→ **TEXT**:
****************************************
Food Allergies, Gut Inflammation, And AxSpA
There is not yet any concrete evidence showing how food allergies affect inflammation in axial spondyloarthritis (AxSpA). However, we do know that when a food allergy triggers the immune system, it is possible for inflammation to reach the joints.
This occurs because food allergies can disrupt the barrier of the intestine and allow toxins to escape to parts of the body, including joints. This disruption also causes inflammatory bowel disease (IBD), which is connected to AxSpA.
We also know that people with all types of SpA have different populations of healthy bacteria in the gastrointestinal tract, also called the gut. And this is related to the progression of AxSpA to ankylosing spondyloarthritis (AS).
How are food allergies related to inflammation?
Food allergies happen when your immune system mistakenly thinks something you eat is harmful. Immune cells then act as “first responders.” They produce a label that binds to the food and notifies the immune system that a substance needs to be destroyed. Think of this like a first responder using a siren to activate an emergency response.
****************************************
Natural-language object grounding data
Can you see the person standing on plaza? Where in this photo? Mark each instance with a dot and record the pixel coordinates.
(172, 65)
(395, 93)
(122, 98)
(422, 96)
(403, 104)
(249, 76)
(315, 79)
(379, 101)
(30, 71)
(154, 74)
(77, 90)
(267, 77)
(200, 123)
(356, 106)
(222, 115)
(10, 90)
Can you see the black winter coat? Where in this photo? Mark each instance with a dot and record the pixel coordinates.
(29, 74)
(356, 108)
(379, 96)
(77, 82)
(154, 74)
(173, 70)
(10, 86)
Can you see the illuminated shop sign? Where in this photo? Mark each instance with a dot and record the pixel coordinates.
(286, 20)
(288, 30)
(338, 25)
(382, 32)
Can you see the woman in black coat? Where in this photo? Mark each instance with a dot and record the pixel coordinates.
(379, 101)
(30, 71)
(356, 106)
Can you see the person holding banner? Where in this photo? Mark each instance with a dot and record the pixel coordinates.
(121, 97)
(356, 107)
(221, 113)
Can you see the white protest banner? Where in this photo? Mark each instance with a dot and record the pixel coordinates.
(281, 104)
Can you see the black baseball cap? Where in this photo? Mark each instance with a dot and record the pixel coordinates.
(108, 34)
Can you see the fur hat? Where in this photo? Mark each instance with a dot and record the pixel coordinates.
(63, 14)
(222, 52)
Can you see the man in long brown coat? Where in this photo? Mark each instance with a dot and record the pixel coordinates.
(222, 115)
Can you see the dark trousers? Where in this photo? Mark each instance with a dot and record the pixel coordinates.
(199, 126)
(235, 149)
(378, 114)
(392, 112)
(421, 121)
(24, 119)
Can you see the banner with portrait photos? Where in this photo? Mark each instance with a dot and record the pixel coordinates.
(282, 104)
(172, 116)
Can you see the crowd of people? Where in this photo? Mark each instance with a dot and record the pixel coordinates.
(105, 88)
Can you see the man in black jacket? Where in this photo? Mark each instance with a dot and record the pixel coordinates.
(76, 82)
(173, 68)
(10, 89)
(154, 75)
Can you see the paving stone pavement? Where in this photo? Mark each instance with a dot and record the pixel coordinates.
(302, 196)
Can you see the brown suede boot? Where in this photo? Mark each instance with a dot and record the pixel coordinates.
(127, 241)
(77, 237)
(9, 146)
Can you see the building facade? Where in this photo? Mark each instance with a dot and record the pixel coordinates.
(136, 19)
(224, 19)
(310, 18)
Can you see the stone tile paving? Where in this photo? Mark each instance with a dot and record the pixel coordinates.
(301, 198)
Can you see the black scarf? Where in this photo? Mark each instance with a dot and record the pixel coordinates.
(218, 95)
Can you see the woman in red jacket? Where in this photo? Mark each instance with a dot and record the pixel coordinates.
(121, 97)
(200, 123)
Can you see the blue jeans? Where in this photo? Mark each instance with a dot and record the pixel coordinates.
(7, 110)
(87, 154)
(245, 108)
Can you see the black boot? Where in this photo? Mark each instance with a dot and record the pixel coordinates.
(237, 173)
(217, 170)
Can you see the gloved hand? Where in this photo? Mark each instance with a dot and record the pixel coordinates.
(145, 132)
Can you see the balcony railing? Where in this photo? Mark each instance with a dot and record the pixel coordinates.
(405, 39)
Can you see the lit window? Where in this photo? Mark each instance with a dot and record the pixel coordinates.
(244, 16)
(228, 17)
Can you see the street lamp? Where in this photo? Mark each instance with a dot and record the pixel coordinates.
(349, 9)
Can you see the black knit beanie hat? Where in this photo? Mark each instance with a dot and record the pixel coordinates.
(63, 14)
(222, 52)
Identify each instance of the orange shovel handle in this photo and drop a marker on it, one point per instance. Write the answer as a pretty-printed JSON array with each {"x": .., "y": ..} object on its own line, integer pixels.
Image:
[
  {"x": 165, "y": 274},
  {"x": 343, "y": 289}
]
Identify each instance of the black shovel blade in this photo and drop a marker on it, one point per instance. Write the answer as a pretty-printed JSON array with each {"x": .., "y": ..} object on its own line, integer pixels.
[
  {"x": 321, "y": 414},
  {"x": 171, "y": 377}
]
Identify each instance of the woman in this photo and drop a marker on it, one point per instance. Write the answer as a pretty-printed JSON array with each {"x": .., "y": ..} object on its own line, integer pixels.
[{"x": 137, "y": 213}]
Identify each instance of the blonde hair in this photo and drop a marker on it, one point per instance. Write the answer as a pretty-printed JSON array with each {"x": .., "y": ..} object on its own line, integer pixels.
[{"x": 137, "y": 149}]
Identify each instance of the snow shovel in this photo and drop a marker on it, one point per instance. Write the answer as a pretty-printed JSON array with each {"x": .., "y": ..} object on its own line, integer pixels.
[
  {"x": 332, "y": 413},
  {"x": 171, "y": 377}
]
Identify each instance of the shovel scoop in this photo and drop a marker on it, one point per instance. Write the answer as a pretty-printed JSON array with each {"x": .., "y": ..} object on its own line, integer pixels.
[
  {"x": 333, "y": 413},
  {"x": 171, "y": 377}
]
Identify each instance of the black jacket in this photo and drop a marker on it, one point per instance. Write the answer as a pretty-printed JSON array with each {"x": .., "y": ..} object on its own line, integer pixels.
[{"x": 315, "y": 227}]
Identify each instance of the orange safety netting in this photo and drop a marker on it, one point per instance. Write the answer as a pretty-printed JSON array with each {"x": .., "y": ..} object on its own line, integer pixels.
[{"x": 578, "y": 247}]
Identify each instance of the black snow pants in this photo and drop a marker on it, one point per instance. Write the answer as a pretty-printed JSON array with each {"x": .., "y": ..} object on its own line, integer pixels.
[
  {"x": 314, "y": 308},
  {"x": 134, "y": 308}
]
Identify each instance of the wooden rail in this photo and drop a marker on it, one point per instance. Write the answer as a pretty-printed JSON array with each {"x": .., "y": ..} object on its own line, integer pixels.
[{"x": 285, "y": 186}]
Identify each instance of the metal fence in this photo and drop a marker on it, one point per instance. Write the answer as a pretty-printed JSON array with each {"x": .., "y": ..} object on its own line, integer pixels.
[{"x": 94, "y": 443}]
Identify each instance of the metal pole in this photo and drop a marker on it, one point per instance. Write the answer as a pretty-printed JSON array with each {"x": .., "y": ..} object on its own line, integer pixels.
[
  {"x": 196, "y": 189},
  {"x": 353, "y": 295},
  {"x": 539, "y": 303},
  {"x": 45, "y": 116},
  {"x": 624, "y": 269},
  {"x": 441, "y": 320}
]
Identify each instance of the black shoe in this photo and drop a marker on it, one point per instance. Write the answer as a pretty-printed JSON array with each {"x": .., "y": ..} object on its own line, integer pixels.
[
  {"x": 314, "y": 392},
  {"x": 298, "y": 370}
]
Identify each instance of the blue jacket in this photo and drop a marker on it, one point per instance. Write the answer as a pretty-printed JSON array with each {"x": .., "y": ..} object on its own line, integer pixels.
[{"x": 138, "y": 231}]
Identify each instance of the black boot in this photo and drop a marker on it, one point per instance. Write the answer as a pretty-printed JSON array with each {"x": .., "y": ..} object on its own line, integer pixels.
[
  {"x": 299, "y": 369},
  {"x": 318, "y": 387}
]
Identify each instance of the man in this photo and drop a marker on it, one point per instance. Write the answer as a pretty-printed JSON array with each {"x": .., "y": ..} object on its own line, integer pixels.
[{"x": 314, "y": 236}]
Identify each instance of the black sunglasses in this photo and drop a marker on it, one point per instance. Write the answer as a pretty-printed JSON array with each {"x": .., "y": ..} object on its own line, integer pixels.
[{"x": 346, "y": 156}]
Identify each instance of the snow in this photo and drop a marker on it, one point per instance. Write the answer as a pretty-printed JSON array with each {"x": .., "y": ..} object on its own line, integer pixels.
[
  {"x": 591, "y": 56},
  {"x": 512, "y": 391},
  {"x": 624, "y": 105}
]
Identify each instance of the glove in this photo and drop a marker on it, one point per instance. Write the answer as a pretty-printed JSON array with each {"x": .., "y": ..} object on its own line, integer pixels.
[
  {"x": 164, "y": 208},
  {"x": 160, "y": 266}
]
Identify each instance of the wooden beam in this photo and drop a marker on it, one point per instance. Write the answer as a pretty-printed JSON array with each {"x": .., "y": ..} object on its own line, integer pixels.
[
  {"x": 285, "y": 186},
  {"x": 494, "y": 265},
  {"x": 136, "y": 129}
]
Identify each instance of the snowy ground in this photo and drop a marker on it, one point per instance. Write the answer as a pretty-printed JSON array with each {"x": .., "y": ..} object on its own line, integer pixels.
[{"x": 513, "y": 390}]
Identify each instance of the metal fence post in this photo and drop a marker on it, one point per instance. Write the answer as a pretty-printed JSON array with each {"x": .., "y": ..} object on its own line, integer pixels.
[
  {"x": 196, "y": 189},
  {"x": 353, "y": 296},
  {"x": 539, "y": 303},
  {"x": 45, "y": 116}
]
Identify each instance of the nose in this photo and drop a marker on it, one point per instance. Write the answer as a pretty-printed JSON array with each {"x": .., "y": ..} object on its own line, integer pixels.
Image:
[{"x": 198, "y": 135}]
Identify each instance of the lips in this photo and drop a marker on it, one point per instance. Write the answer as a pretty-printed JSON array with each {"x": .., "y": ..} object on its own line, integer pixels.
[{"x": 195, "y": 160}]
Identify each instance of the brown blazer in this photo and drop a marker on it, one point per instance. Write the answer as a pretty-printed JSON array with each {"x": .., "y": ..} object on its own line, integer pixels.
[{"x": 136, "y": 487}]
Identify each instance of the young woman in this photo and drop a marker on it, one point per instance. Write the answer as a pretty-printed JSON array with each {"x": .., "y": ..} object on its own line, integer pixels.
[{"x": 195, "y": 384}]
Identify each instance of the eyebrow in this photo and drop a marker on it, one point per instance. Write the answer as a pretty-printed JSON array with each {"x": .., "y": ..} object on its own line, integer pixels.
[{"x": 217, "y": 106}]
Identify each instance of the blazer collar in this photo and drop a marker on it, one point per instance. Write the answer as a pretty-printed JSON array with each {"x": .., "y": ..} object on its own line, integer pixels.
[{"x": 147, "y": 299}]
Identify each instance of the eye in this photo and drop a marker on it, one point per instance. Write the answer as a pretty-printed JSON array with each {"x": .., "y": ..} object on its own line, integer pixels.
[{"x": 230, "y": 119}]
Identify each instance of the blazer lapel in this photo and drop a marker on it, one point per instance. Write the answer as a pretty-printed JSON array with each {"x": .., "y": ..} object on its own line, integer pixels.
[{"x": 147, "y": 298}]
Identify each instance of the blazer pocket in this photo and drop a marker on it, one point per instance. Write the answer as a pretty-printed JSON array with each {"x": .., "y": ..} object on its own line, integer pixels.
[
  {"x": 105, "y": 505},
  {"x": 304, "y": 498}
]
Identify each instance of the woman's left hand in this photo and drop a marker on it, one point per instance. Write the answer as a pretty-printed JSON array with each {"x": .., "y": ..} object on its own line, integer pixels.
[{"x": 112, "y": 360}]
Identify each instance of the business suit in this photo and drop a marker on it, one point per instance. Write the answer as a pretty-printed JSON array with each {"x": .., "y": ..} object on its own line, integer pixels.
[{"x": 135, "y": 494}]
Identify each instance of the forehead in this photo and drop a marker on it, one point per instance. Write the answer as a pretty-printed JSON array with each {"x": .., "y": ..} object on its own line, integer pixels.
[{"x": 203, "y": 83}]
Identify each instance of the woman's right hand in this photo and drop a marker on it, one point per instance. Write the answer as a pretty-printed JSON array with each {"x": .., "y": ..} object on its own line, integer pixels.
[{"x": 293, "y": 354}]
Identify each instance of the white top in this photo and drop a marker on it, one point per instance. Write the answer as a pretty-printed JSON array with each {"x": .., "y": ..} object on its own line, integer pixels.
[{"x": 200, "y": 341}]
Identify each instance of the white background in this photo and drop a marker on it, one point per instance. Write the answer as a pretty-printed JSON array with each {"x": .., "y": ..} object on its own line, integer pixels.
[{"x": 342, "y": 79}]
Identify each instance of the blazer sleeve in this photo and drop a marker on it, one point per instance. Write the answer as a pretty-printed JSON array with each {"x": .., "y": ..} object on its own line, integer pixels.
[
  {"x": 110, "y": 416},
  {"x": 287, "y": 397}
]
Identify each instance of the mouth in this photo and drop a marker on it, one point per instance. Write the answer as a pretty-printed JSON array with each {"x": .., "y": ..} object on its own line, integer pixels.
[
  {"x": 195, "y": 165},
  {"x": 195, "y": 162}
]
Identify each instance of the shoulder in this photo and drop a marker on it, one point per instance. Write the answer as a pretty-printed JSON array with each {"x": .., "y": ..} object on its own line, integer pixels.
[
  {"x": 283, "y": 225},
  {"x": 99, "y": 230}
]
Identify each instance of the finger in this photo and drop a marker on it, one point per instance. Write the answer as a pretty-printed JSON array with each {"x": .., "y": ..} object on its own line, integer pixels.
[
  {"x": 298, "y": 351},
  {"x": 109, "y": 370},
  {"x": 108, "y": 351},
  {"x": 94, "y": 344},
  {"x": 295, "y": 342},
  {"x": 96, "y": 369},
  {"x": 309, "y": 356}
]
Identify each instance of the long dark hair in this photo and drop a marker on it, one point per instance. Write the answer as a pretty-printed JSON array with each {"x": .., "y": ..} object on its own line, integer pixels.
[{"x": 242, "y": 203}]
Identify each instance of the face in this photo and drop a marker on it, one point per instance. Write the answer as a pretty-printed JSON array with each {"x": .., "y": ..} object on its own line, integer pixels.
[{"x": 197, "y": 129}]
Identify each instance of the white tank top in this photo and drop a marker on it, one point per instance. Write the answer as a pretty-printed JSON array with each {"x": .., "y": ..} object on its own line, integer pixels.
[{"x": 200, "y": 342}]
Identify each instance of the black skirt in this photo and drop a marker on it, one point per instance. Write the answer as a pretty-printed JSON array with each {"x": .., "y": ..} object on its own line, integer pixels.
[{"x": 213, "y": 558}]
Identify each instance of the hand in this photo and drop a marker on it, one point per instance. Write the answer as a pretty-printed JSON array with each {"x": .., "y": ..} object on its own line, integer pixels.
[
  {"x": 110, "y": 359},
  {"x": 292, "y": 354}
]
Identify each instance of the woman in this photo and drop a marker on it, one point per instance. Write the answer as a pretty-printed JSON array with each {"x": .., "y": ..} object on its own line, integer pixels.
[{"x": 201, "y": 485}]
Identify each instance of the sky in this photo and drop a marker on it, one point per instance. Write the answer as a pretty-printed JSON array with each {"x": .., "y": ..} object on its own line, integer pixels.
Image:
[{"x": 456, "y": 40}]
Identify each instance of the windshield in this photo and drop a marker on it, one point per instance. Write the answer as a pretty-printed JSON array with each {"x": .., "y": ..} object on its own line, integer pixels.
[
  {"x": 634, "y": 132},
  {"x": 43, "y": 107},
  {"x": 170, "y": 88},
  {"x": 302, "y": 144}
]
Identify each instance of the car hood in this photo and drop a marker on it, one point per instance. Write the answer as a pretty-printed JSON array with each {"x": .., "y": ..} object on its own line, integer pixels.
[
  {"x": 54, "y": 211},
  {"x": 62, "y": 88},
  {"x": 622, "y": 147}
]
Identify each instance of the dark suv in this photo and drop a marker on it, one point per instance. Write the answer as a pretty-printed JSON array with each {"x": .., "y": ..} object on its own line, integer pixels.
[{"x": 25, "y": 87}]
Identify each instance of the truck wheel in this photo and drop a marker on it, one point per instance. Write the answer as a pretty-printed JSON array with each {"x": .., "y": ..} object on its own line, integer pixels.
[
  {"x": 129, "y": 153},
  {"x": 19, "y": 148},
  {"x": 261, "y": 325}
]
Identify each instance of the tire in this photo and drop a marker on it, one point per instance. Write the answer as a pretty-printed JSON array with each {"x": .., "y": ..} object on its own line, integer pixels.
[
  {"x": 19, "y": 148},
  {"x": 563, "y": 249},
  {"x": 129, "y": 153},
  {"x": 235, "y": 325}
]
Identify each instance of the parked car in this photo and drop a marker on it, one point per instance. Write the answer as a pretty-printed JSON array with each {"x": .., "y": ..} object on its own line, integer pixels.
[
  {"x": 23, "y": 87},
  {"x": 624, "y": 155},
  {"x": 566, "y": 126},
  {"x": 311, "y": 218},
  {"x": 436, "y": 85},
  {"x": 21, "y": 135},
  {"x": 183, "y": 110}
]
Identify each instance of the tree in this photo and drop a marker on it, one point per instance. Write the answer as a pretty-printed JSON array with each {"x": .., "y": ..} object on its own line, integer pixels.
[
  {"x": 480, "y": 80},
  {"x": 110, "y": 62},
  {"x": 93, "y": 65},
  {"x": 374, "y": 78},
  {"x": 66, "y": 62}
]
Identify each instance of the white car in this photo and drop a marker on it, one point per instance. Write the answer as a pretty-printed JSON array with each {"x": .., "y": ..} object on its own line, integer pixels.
****************************************
→ **TASK GOAL**: Reproduce the part of the AxSpA text that opens with the words containing "We also know" and closes with "ankylosing spondyloarthritis (AS).". You will not need the data to complete the task.

→ **RESPONSE TO THIS TASK**:
We also know that people with all types of SpA have different populations of healthy bacteria in the gastrointestinal tract, also called the gut. And this is related to the progression of AxSpA to ankylosing spondyloarthritis (AS).